Esta filosofia enraiveceu Teodora, que queria acreditar – e que o público acreditasse – que sua atividade neste mundo lhe daria a certeza de uma posição, mais eminente no outro. Esperava, em outras palavras, um “céu” imediato, e naturalmente encarou com desagrado qualquer sugestão de que ela só obteria o “céu” em encarnações sucessivas nas quais expiaria seus crimes. Então esforçou-se por tirar tais noções do cristianismo.

Há suspeitas de que tenha sido a responsável pelo assassinato de dois Papas que a ela se opuseram, segundo o estudo fascinante de suas conspirações desonestas pelo romancista e teatrólogo Noel Langley. E, depois de sua morte, Justiniano, que também esperava um “céu” imediato, encerrou a discussão sobre a reencarnação convocando no ano de 553 o Quinto Concílio Ecumênico da Igreja que – em termos modernos – foi cuidadosamente organizado para declarar que a reencarnação era anátema.

Sem dúvida o Imperador e seus bobocas eclesiásticos ordenaram a destruição de qualquer escrito que desenvolvesse idéias sobre a reencarnação porque pretendiam liquidar as últimas reminiscências do ensino sobre esta matéria. E estes escritos poderiam conter algumas das “pérolas” sobre as quais Cristo admoestou seus discípulos que não as jogassem aos porcos – um caminho para segurança, de passagem, que suscitaria uma revolta épica sobre o direito do público de se manter informado se houvesse jornais naqueles tempos. Mas Justiniano e seus colaboradores não fizeram um serviço completo de censura e há ainda algumas referências na bíblia e Apócrifos que, pelo menos, sugerem que a reencarnação foi aceita naturalmente.

+ + + + +

Tarefas a realizar:
A – Devolva, do texto sobre Teodora e a reencarnação, a parte que vai de "Sem dúvida o" até "foi aceita naturalmente.", inclusive.
B – Dê a continuação do texto sobre Teodora, Justiniano e a reencarnação, começando depois da última frase apresentada.

Dados disponíveis:
+ + + + +

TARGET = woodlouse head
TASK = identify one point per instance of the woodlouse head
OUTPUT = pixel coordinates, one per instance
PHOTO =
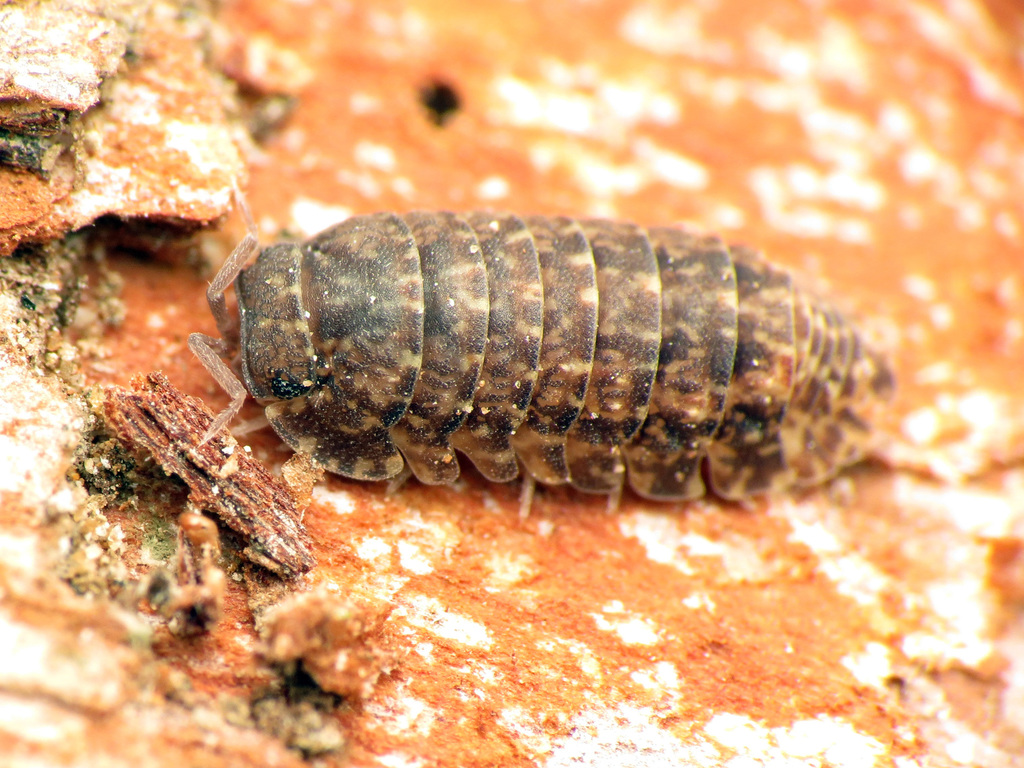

+ + + + +

Resultados:
A –
Sem dúvida o Imperador e seus bobocas eclesiásticos ordenaram a destruição de qualquer escrito que desenvolvesse idéias sobre a reencarnação porque pretendiam liquidar as últimas reminiscências do ensino sobre esta matéria. E estes escritos poderiam conter algumas das “pérolas” sobre as quais Cristo admoestou seus discípulos que não as jogassem aos porcos – um caminho para segurança, de passagem, que suscitaria uma revolta épica sobre o direito do público de se manter informado se houvesse jornais naqueles tempos. Mas Justiniano e seus colaboradores não fizeram um serviço completo de censura e há ainda algumas referências na bíblia e Apócrifos que, pelo menos, sugerem que a reencarnação foi aceita naturalmente.

B –
À primeira vista, é difícil entender por que as Igrejas Cristãs não questionaram a teologia do Imperador e da Imperatriz dissoluta e do falso concílio. Mas, provavelmente, há duas razões para isto:

Por muitos séculos a autoridade e os dogmas das Igrejas raramente foram contestados, em parte porque todos os que o tentaram receberam certamente um tratamento doloroso e pouco cristão. Mais importante, os líderes cristãos primitivos, que lutaram para aumentar o poder da Igreja, provavelmente julgaram as idéias de Teodora e Justiniano mais eficazes politicamente que o ensinamento da doutrina da reencarnação, porque prometer um “céu” e um “inferno” imediatos dava-lhes mais poder e autoridade que ensinar a doutrina da reencarnação, que promete não somente uma segunda chance mas também muitas outras.

Torna-se difícil rejeitar ou modificar um dogma uma vez cristalizado, como poderemos ver pelas angustiantes discussões teológicas de nossa época atual. Assim, devemos compreender nosso clero moderno que sem culpa própria está preso numa gaiola teológica fabricada - bastante estranhamente – pela filha do alimentador de ursos enjaulados, de 1400 anos atrás. (RUSSEL, 1972, pp. 128-130).

Edward Wriothesley Russel, jornalista norte-americano.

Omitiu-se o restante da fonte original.